Гумилев носил в городе ту же одежду, что и в своих горных и степных экспедициях, но окружающих этим не шокировал. Правда, Эмме было неудобно, когда на пороге ее «приличной» квартиры появился такой оборванец, но милиция его на улицах не останавливала, а сокурсники хотя и пытались отчислить Льва, но никак не за дурную одежду или отталкивающий внешний вид. Внешне Гумилев не так уж от них и отличался.
Гардероб Гумилева не менялся годами. В июне 1934-го, по воспоминаниям Эммы Герштейн, он носил плащ и фуражку (очевидно, картуз), уже порядком вылинявшую. Эти вещи сохранились, видимо, еще с экспедиции на Хамар-Дабан, только вместо штормовки Лев носил застиранную ковбойку. Зимой Лев надевал ватную «куртку», которую Эмма Герштейн называет «дурацкой», судя по описаниям, это был простой ватник. Ватник Гумилева упоминает и Лидия Чуковская. На голове у него была странная меховая шапка, которая смахивала на женский капор. Из-за этой шапки какой-то пьяный прохожий однажды оскорбил Льва: «Да это ж не мужчина, а баба какая-то!»
Оборванец в залатанных брюках, в старой ковбойке и выцветшей фуражке был одет лишь немногим хуже своих товарищей. Вообще молодежь тридцатых годов, особенно их первой половины, не отличалась блеском и красотой нарядов. По примеру немецких комсомольцев носили юнгштурмовки цвета хаки или же простые рубашки, косоворотки, залатанные свитера, поношенные куртки с чужого плеча, зимой — красноармейские шинели, на ногах — кирзовые сапоги. Иные и вовсе напоминали персонажей пьесы «На дне».
В двадцатые и в первой половине тридцатых студенты и в столице и в провинции страдали от нищеты, многие, как и Гумилев, имели только один комплект одежды: «Из одежды имеем только то, что одето на нас, а из белья по две смены»; «Одна пара ботинок на две девочки»; «Я обносился до последней возможности <…> верхней одежды нет совершенно»[43], — читаем просьбы о материальной помощи, сохранившиеся в личных делах студентов.

◆ ◆ ◆ ◆ ◆ ◆ ◆

### [Поставленная задача 1]
Выпишите из листинга без изменений строки от строки с «Would you mind tagging the wooden» до строки с «(1143, 166)» включительно.
Текст и листинг между собой никак не связаны.

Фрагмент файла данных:
◆ ◆ ◆ ◆ ◆ ◆ ◆

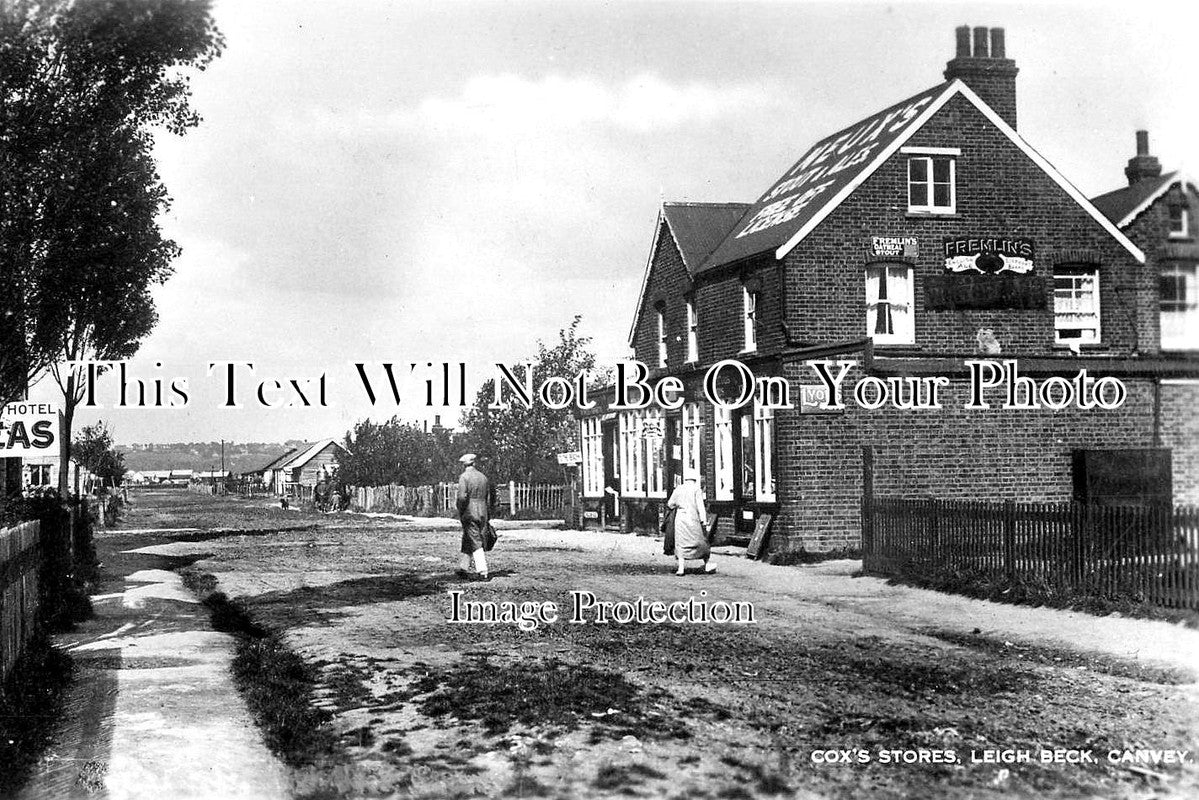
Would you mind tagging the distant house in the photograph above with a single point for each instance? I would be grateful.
(265, 474)
(42, 471)
(306, 468)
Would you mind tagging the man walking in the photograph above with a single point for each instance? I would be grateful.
(474, 511)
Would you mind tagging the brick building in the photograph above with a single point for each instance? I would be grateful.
(910, 242)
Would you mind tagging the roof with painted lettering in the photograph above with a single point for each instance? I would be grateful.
(819, 178)
(837, 164)
(1125, 204)
(699, 227)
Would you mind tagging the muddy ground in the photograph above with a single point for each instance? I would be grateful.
(426, 708)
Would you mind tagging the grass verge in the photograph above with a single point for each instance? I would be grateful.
(1031, 593)
(30, 707)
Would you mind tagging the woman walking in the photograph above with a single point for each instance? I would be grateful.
(691, 517)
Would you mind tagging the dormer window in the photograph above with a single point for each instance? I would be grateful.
(692, 331)
(1180, 222)
(749, 318)
(932, 174)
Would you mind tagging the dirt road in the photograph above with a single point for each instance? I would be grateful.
(832, 668)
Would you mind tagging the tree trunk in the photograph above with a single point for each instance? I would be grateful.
(67, 419)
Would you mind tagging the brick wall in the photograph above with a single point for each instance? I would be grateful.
(1180, 432)
(999, 192)
(1150, 232)
(668, 282)
(949, 453)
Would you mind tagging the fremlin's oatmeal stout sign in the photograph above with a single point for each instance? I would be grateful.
(28, 429)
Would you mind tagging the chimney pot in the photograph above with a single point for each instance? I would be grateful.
(981, 50)
(963, 41)
(996, 43)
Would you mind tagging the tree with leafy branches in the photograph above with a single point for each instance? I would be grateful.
(83, 86)
(520, 443)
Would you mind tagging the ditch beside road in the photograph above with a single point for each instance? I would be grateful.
(420, 707)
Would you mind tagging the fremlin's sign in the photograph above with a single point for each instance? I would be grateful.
(988, 256)
(28, 428)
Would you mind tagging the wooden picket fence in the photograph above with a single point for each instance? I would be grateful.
(20, 558)
(1146, 553)
(440, 499)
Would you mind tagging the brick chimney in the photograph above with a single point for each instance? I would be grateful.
(982, 65)
(1143, 166)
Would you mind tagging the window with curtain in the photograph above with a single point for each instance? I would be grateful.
(1180, 307)
(764, 451)
(1076, 305)
(692, 440)
(722, 455)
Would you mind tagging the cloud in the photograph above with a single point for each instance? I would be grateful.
(506, 103)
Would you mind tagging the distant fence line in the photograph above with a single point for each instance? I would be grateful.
(1118, 552)
(242, 488)
(20, 564)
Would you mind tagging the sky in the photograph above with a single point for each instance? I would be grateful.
(427, 182)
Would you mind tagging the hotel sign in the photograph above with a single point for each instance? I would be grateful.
(988, 256)
(29, 428)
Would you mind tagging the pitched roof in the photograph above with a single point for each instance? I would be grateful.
(308, 455)
(275, 462)
(837, 164)
(698, 228)
(1125, 204)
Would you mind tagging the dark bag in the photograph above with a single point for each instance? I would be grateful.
(668, 529)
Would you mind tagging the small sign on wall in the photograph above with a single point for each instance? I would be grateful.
(29, 428)
(895, 246)
(988, 256)
(814, 400)
(957, 292)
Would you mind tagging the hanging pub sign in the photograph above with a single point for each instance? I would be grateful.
(895, 246)
(988, 256)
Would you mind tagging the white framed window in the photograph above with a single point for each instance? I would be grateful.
(722, 446)
(1076, 305)
(764, 452)
(1180, 222)
(749, 316)
(692, 331)
(890, 311)
(692, 440)
(932, 184)
(642, 453)
(654, 440)
(591, 438)
(662, 337)
(632, 481)
(1180, 307)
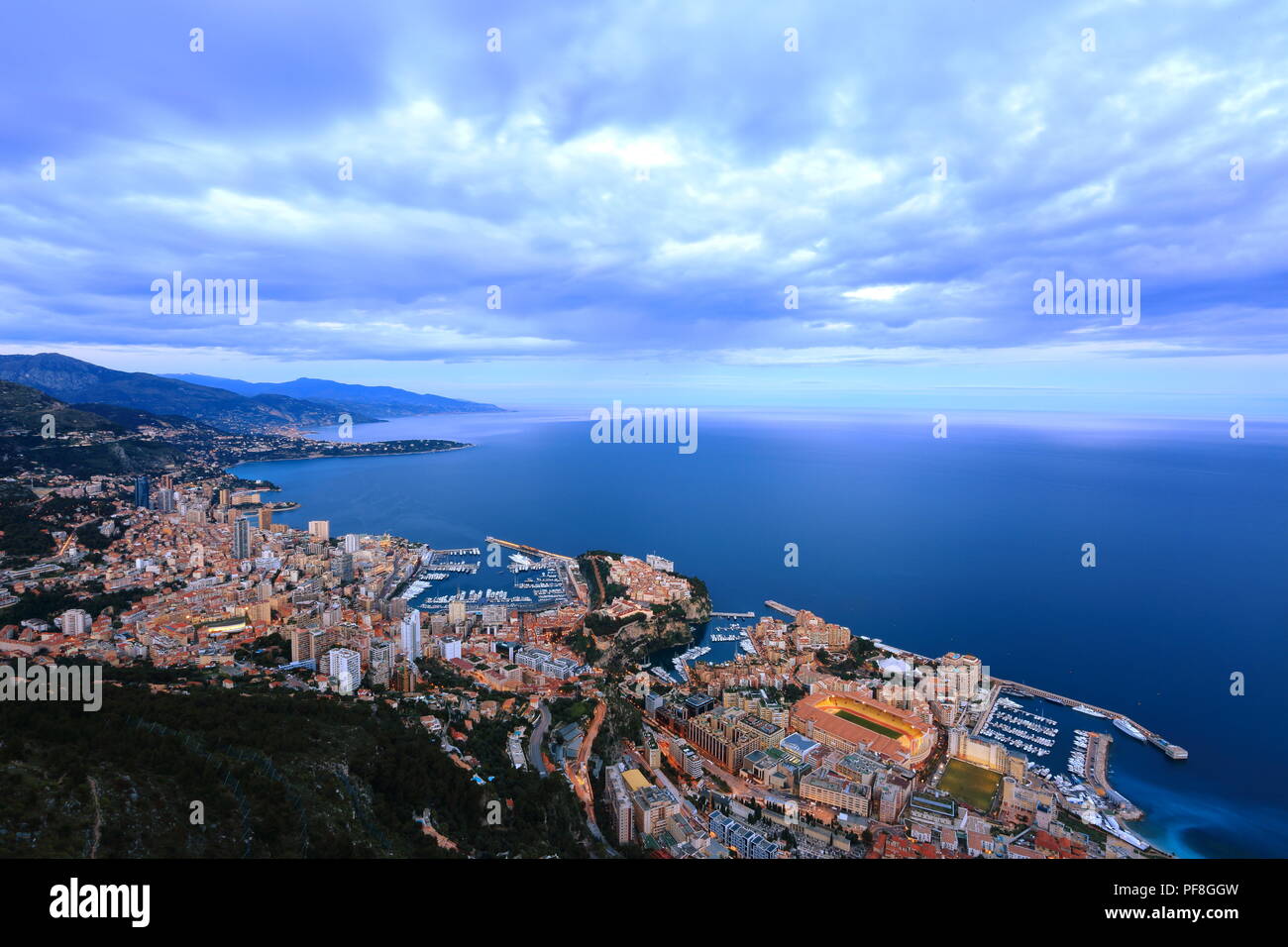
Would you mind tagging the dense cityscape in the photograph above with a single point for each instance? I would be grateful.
(811, 741)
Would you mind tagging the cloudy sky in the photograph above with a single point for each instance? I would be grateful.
(643, 180)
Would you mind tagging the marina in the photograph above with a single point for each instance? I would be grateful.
(526, 581)
(1124, 723)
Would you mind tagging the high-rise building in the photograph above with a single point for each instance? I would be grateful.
(381, 661)
(141, 492)
(76, 622)
(343, 567)
(411, 634)
(346, 667)
(241, 539)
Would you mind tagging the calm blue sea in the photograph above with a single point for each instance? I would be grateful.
(970, 543)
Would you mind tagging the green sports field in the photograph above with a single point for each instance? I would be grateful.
(970, 785)
(871, 724)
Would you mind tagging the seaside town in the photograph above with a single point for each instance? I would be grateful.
(806, 741)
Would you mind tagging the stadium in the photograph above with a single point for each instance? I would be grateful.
(849, 722)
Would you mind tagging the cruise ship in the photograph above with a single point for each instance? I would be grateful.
(1122, 723)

◆ ◆ ◆ ◆ ◆ ◆ ◆

### [Поставленная задача 2]
Ответьте на вопросы по тексту об одежде Гумилева.
(a) Каким словом Эмма Герштейн называет ватную «куртку», которую Лев надевал зимой?
(b) Что молодежь тридцатых годов носила зимой?
(c) Где сохранились просьбы студентов о материальной помощи?

### [Ответ на задание 1]
Would you mind tagging the wooden picket fence in the photograph above with a single point for each instance? I would be grateful.
(20, 558)
(1146, 553)
(440, 499)
Would you mind tagging the brick chimney in the photograph above with a single point for each instance? I would be grateful.
(982, 65)
(1143, 166)

### [Ответ на задание 2]
(a) «Дурацкой».
(b) Красноармейские шинели.
(c) В личных делах студентов.